Work to complete - Using the listing that follows, filter out every line lacking the string "tower" and return the rest.

--- Records for processing Enclosed Below ---

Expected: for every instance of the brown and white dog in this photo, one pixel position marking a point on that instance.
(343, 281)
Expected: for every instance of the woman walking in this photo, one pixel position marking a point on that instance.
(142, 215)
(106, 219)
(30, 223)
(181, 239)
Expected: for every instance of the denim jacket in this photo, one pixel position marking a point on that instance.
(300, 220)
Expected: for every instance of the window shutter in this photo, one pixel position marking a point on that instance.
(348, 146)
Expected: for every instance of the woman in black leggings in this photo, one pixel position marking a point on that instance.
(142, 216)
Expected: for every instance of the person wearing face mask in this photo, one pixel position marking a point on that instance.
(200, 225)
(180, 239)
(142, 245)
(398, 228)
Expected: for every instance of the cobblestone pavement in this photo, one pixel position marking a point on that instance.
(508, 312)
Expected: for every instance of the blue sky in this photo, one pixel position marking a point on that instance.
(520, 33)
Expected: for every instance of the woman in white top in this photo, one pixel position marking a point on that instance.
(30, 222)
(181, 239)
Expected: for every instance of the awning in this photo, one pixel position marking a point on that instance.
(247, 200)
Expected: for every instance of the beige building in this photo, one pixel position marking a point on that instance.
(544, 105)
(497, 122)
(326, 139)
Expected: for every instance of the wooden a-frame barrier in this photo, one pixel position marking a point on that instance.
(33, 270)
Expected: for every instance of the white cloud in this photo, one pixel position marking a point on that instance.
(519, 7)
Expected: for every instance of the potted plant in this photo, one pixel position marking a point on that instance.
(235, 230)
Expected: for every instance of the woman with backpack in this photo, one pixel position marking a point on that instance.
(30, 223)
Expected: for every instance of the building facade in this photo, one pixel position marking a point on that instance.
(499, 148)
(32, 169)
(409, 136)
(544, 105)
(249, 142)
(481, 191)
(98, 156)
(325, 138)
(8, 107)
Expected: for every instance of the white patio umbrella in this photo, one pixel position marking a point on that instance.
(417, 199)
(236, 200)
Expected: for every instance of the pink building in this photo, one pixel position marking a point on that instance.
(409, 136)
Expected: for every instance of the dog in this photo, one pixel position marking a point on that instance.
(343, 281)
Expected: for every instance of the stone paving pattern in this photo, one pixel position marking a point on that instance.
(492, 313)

--- End of Enclosed Records for processing ---
--- Records for processing Enclosed Below ---

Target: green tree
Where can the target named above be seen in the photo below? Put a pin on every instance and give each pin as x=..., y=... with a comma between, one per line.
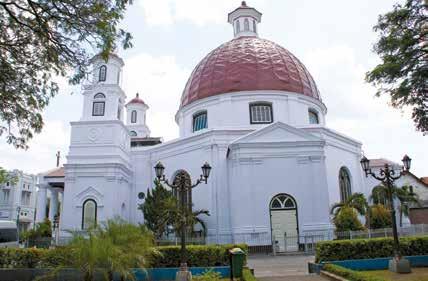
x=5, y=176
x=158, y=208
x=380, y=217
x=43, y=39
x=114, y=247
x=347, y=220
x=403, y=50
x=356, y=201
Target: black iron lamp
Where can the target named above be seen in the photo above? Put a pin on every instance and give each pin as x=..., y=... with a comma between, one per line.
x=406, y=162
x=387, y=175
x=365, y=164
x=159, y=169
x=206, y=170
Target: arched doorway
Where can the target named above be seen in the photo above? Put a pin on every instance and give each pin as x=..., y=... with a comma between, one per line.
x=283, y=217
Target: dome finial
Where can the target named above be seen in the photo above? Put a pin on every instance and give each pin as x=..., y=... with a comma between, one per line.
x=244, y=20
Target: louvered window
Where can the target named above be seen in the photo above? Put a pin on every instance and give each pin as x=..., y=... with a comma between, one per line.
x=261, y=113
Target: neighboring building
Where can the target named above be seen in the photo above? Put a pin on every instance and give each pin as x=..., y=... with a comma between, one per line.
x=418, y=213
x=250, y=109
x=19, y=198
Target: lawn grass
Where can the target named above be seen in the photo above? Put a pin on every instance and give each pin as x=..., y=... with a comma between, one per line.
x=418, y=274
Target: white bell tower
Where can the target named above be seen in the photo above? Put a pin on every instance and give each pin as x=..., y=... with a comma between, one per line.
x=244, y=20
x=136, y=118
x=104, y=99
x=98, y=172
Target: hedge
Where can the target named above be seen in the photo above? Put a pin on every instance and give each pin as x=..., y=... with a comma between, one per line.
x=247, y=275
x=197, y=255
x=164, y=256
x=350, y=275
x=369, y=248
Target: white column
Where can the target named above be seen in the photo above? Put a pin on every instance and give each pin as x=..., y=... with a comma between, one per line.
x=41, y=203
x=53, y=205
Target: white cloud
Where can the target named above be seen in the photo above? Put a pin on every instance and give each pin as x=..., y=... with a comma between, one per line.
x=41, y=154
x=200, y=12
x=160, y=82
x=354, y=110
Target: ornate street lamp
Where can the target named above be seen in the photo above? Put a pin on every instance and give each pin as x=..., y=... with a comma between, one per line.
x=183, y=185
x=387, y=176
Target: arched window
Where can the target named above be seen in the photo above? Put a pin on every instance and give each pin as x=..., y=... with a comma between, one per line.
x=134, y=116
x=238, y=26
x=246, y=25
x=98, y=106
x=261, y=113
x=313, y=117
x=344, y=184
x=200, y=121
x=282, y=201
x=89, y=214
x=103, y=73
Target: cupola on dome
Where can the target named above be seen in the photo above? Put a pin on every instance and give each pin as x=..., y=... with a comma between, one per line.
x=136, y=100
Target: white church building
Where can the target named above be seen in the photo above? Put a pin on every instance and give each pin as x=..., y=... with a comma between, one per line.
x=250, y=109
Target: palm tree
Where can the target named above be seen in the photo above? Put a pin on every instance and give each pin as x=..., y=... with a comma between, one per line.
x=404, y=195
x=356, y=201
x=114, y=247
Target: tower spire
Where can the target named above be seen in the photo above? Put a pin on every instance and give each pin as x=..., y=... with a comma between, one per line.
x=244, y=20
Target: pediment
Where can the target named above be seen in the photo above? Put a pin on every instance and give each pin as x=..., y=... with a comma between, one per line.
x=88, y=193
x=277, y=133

--- End of Enclosed Records for processing ---
--- Records for processing Enclosed Below ---

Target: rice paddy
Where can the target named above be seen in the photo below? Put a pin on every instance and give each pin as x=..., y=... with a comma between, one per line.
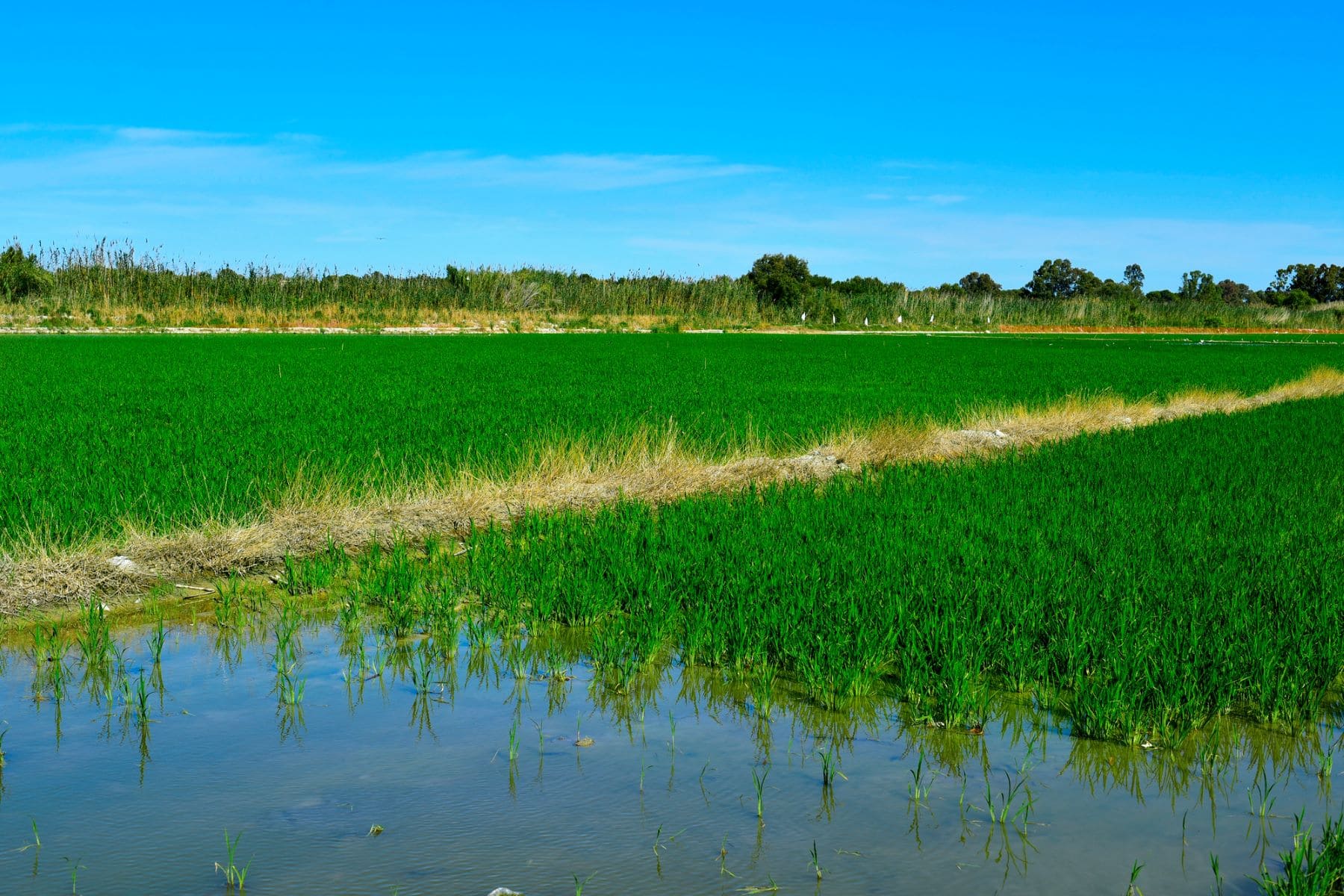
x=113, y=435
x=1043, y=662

--- End of Enclosed Records for processing ---

Answer box -
Target: white bell tower
Target: tower spire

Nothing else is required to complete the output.